* **About this exercise**
Only the text of the records belongs in the answer, copied exactly, with every picture omitted.

* **Material provided**
┄┄┄┄┄┄┄┄┄┄┄┄┄┄┄┄┄┄┄┄

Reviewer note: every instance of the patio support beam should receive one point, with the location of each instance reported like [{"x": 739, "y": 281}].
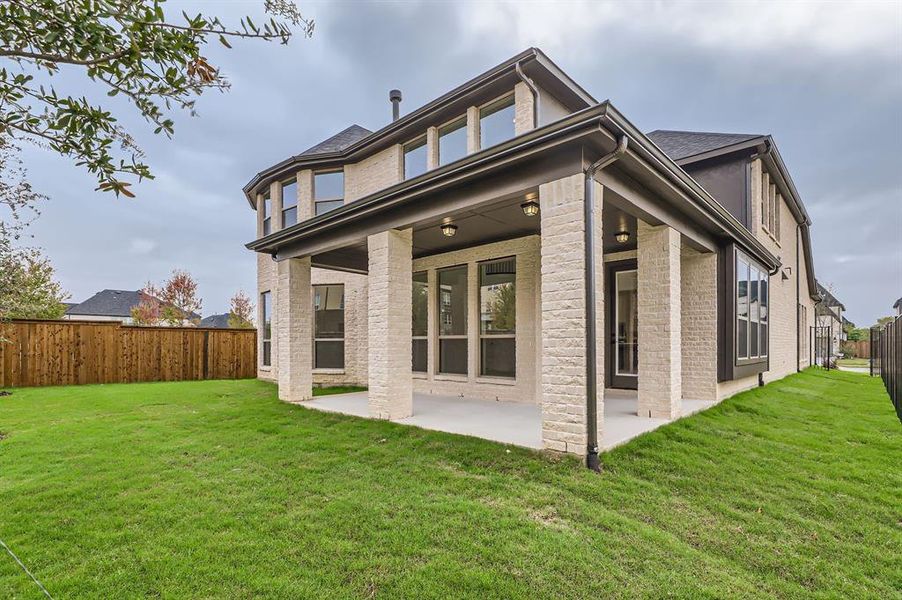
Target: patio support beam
[
  {"x": 390, "y": 290},
  {"x": 293, "y": 303},
  {"x": 660, "y": 321}
]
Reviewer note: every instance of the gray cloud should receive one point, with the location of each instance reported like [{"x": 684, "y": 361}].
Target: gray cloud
[{"x": 826, "y": 82}]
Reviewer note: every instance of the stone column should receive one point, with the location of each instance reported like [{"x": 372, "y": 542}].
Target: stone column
[
  {"x": 563, "y": 314},
  {"x": 294, "y": 329},
  {"x": 389, "y": 321},
  {"x": 660, "y": 359},
  {"x": 699, "y": 325}
]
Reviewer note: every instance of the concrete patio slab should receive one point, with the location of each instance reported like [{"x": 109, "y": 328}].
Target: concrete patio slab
[{"x": 506, "y": 422}]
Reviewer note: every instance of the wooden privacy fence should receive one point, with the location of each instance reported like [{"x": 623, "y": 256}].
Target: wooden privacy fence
[{"x": 41, "y": 353}]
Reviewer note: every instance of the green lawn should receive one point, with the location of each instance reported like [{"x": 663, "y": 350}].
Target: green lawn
[{"x": 217, "y": 489}]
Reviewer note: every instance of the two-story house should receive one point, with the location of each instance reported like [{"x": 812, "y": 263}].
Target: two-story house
[{"x": 517, "y": 240}]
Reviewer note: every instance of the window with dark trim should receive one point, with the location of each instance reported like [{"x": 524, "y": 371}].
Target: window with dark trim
[
  {"x": 328, "y": 326},
  {"x": 328, "y": 191},
  {"x": 289, "y": 202},
  {"x": 415, "y": 158},
  {"x": 419, "y": 326},
  {"x": 452, "y": 320},
  {"x": 266, "y": 329},
  {"x": 751, "y": 309},
  {"x": 266, "y": 208},
  {"x": 498, "y": 318},
  {"x": 496, "y": 122},
  {"x": 452, "y": 141}
]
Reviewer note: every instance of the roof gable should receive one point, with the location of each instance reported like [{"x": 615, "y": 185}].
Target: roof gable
[{"x": 684, "y": 144}]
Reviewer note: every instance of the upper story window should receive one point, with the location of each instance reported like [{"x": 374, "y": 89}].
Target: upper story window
[
  {"x": 496, "y": 122},
  {"x": 452, "y": 141},
  {"x": 289, "y": 202},
  {"x": 328, "y": 191},
  {"x": 266, "y": 209},
  {"x": 415, "y": 158}
]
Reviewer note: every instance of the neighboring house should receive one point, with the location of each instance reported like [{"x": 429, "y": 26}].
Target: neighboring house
[
  {"x": 516, "y": 240},
  {"x": 830, "y": 319},
  {"x": 113, "y": 305},
  {"x": 215, "y": 321}
]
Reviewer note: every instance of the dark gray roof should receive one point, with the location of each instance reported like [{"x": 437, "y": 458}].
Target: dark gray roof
[
  {"x": 339, "y": 141},
  {"x": 683, "y": 144},
  {"x": 216, "y": 321},
  {"x": 110, "y": 303}
]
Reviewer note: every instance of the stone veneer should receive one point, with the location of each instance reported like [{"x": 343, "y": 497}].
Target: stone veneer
[
  {"x": 563, "y": 315},
  {"x": 660, "y": 336},
  {"x": 389, "y": 306}
]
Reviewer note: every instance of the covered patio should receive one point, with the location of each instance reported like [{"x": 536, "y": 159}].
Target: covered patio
[{"x": 506, "y": 422}]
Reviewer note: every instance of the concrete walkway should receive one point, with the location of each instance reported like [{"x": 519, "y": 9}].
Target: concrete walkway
[{"x": 506, "y": 422}]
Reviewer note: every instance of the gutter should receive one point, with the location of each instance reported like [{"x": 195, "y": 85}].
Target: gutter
[
  {"x": 592, "y": 461},
  {"x": 535, "y": 94}
]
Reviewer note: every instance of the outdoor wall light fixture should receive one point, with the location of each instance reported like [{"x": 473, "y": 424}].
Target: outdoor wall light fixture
[{"x": 530, "y": 208}]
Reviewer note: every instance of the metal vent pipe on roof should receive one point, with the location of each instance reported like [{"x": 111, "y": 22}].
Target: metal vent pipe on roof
[{"x": 395, "y": 97}]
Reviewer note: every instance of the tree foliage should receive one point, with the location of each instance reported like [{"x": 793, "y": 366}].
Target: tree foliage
[
  {"x": 241, "y": 311},
  {"x": 130, "y": 48}
]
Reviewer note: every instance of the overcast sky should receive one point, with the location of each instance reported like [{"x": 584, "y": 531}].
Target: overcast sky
[{"x": 825, "y": 81}]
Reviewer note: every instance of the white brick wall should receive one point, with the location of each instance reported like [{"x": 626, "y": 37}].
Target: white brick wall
[
  {"x": 698, "y": 287},
  {"x": 390, "y": 299},
  {"x": 660, "y": 363}
]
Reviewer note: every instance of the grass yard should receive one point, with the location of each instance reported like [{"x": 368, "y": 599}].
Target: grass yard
[{"x": 217, "y": 489}]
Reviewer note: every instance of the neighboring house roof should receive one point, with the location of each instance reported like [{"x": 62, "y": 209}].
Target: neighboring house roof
[
  {"x": 339, "y": 141},
  {"x": 111, "y": 303},
  {"x": 216, "y": 321},
  {"x": 683, "y": 144},
  {"x": 829, "y": 299}
]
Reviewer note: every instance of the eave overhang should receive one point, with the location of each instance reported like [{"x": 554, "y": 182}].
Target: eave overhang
[
  {"x": 599, "y": 120},
  {"x": 533, "y": 61}
]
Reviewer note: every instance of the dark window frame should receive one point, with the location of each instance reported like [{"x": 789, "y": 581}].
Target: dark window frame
[{"x": 330, "y": 200}]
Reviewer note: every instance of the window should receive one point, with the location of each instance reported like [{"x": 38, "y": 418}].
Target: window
[
  {"x": 498, "y": 318},
  {"x": 289, "y": 202},
  {"x": 496, "y": 122},
  {"x": 452, "y": 141},
  {"x": 415, "y": 158},
  {"x": 452, "y": 327},
  {"x": 752, "y": 315},
  {"x": 266, "y": 208},
  {"x": 266, "y": 334},
  {"x": 419, "y": 327},
  {"x": 328, "y": 191},
  {"x": 328, "y": 327}
]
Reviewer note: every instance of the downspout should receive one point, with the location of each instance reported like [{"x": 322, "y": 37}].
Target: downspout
[
  {"x": 535, "y": 94},
  {"x": 592, "y": 461}
]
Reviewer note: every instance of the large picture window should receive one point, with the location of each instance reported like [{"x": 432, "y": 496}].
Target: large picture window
[
  {"x": 419, "y": 327},
  {"x": 452, "y": 326},
  {"x": 266, "y": 209},
  {"x": 415, "y": 158},
  {"x": 498, "y": 318},
  {"x": 452, "y": 141},
  {"x": 328, "y": 191},
  {"x": 266, "y": 329},
  {"x": 289, "y": 202},
  {"x": 328, "y": 327},
  {"x": 496, "y": 122},
  {"x": 752, "y": 301}
]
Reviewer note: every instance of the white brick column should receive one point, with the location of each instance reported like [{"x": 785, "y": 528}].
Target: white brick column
[
  {"x": 389, "y": 322},
  {"x": 563, "y": 314},
  {"x": 294, "y": 329},
  {"x": 699, "y": 325},
  {"x": 660, "y": 360}
]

┄┄┄┄┄┄┄┄┄┄┄┄┄┄┄┄┄┄┄┄

* **Result below**
Reviewer note: every instance of the patio support beam should receive one point, with the location of each instance reported like [{"x": 739, "y": 281}].
Target: patio support beam
[
  {"x": 390, "y": 290},
  {"x": 293, "y": 303},
  {"x": 660, "y": 321}
]
Reviewer note: every instance of the gray cloud should receive one point, with the location of each instance reported like [{"x": 684, "y": 361}].
Target: gray cloud
[{"x": 826, "y": 82}]
Reviewer note: every instance of the stone column should receive one point, with the location of each instance reported like [{"x": 372, "y": 542}].
Target: stone column
[
  {"x": 563, "y": 314},
  {"x": 294, "y": 329},
  {"x": 389, "y": 321},
  {"x": 660, "y": 359},
  {"x": 699, "y": 325}
]
Reviewer note: every instance of the concrete patio slab should receive one point, with the location of each instance reported like [{"x": 109, "y": 328}].
Target: concrete patio slab
[{"x": 506, "y": 422}]
Reviewer note: every instance of the wooden privacy fence should receive one point, with the location of each instance reported like [{"x": 623, "y": 256}].
Target: wooden privacy fence
[{"x": 41, "y": 353}]
Reviewer note: every instance of the green lawn should receive one point, with the location of each instance reported like [{"x": 663, "y": 350}].
Target: green lawn
[{"x": 217, "y": 489}]
Reviewer note: every instance of the two-story house should receive one point, with the location of each instance reported like [{"x": 812, "y": 263}].
Target: two-story house
[{"x": 517, "y": 240}]
Reviewer note: every instance of the window with dark trim should receive one point, with the location of each instance reported like [{"x": 524, "y": 371}].
Target: window with dark trim
[
  {"x": 328, "y": 326},
  {"x": 328, "y": 191},
  {"x": 289, "y": 202},
  {"x": 415, "y": 158},
  {"x": 419, "y": 326},
  {"x": 452, "y": 320},
  {"x": 266, "y": 329},
  {"x": 751, "y": 309},
  {"x": 266, "y": 208},
  {"x": 498, "y": 318},
  {"x": 496, "y": 122},
  {"x": 452, "y": 141}
]
Reviewer note: every instance of the roof gable should receive one point, with the location of each instance reported like [{"x": 615, "y": 185}].
Target: roof gable
[{"x": 684, "y": 144}]
Reviewer note: every instance of the upper story window should receive one point, with the location of each instance reported like [{"x": 374, "y": 89}].
Target: upper story window
[
  {"x": 496, "y": 122},
  {"x": 452, "y": 141},
  {"x": 289, "y": 202},
  {"x": 328, "y": 191},
  {"x": 266, "y": 209},
  {"x": 415, "y": 158}
]
Reviewer note: every instance of the neighboring house should receive one point, with the location of each instance reported like [{"x": 429, "y": 26}].
Target: neighboring house
[
  {"x": 516, "y": 240},
  {"x": 830, "y": 319},
  {"x": 113, "y": 305},
  {"x": 215, "y": 321}
]
Reviewer note: every instance of the dark gray roof should receive one point, with the location of each instance reported like [{"x": 437, "y": 458}].
Target: dark gray roof
[
  {"x": 339, "y": 141},
  {"x": 683, "y": 144},
  {"x": 216, "y": 321},
  {"x": 110, "y": 303}
]
Reviewer note: every instance of the stone veneer should receive one point, with the location of each instance reported like [{"x": 343, "y": 497}].
Target: stone veneer
[
  {"x": 563, "y": 315},
  {"x": 660, "y": 336},
  {"x": 389, "y": 306}
]
Reviewer note: every instance of the covered patio should receive one point, with the location of each instance reported like [{"x": 536, "y": 159}].
Target: covered patio
[{"x": 506, "y": 422}]
Reviewer note: every instance of the concrete walkway should receive one point, with the location of each instance reported like [{"x": 519, "y": 9}].
Target: concrete walkway
[{"x": 506, "y": 422}]
Reviewer note: every instance of the gutter should receive one point, with the location of each instance reported like [{"x": 195, "y": 85}].
Target: gutter
[
  {"x": 592, "y": 461},
  {"x": 535, "y": 94}
]
Reviewer note: every instance of the outdoor wall light fixture should receive one point, with the location of each instance reported like [{"x": 473, "y": 424}].
Target: outdoor wall light fixture
[{"x": 530, "y": 208}]
Reviewer note: every instance of the metal vent pipe on roof should receive one point, with the location of each instance reported like [{"x": 111, "y": 22}].
Target: metal vent pipe on roof
[{"x": 395, "y": 97}]
Reviewer note: every instance of the tree foliage should receive one point, with the location of each instance reported like [{"x": 793, "y": 366}].
Target: tree foliage
[
  {"x": 241, "y": 311},
  {"x": 130, "y": 48}
]
Reviewer note: every instance of the overcast sky should receive one point, with the location of each instance reported like [{"x": 584, "y": 531}].
Target: overcast sky
[{"x": 825, "y": 81}]
Reviewer note: every instance of the white brick wall should receive one point, with the location of each instance reported like [{"x": 626, "y": 37}].
Target: white brick wall
[
  {"x": 698, "y": 287},
  {"x": 390, "y": 299},
  {"x": 660, "y": 363}
]
Reviewer note: every instance of the grass yard should receive one point, with the location of each instance reported like [{"x": 368, "y": 599}].
Target: grass yard
[{"x": 217, "y": 489}]
Reviewer note: every instance of the neighboring house roof should receive one point, with the location of each instance reported like [{"x": 62, "y": 209}].
Target: neighboring house roof
[
  {"x": 339, "y": 141},
  {"x": 111, "y": 303},
  {"x": 216, "y": 321},
  {"x": 683, "y": 144},
  {"x": 829, "y": 299}
]
Reviewer note: every instance of the eave overhang should receive one point, with the location of each instance reported like [{"x": 554, "y": 182}].
Target: eave overhang
[
  {"x": 599, "y": 120},
  {"x": 533, "y": 61}
]
Reviewer note: every instance of the dark window frame should receive one point, with the location of each instance reported like [{"x": 789, "y": 581}].
Target: dark window frame
[{"x": 330, "y": 200}]
Reviewer note: every instance of the window should receive one point, with the location of each instance reported like [{"x": 38, "y": 418}].
Target: window
[
  {"x": 498, "y": 318},
  {"x": 289, "y": 202},
  {"x": 496, "y": 122},
  {"x": 452, "y": 141},
  {"x": 415, "y": 158},
  {"x": 452, "y": 327},
  {"x": 752, "y": 315},
  {"x": 266, "y": 208},
  {"x": 266, "y": 334},
  {"x": 419, "y": 327},
  {"x": 328, "y": 191},
  {"x": 328, "y": 327}
]
Reviewer note: every instance of the downspout should receive one point, with the location of each instance reported like [{"x": 322, "y": 37}].
Target: downspout
[
  {"x": 535, "y": 94},
  {"x": 592, "y": 461}
]
Reviewer note: every instance of the large picture window should receive one point, with the location of each instance reported like [{"x": 432, "y": 496}].
Target: large picture window
[
  {"x": 419, "y": 327},
  {"x": 452, "y": 326},
  {"x": 266, "y": 209},
  {"x": 415, "y": 158},
  {"x": 498, "y": 318},
  {"x": 452, "y": 141},
  {"x": 328, "y": 191},
  {"x": 266, "y": 329},
  {"x": 289, "y": 202},
  {"x": 328, "y": 327},
  {"x": 496, "y": 122},
  {"x": 752, "y": 301}
]
Reviewer note: every instance of the white brick column should receive one point, with the location of each instance reported like [{"x": 785, "y": 528}].
Target: white brick column
[
  {"x": 389, "y": 322},
  {"x": 563, "y": 314},
  {"x": 294, "y": 329},
  {"x": 699, "y": 325},
  {"x": 660, "y": 360}
]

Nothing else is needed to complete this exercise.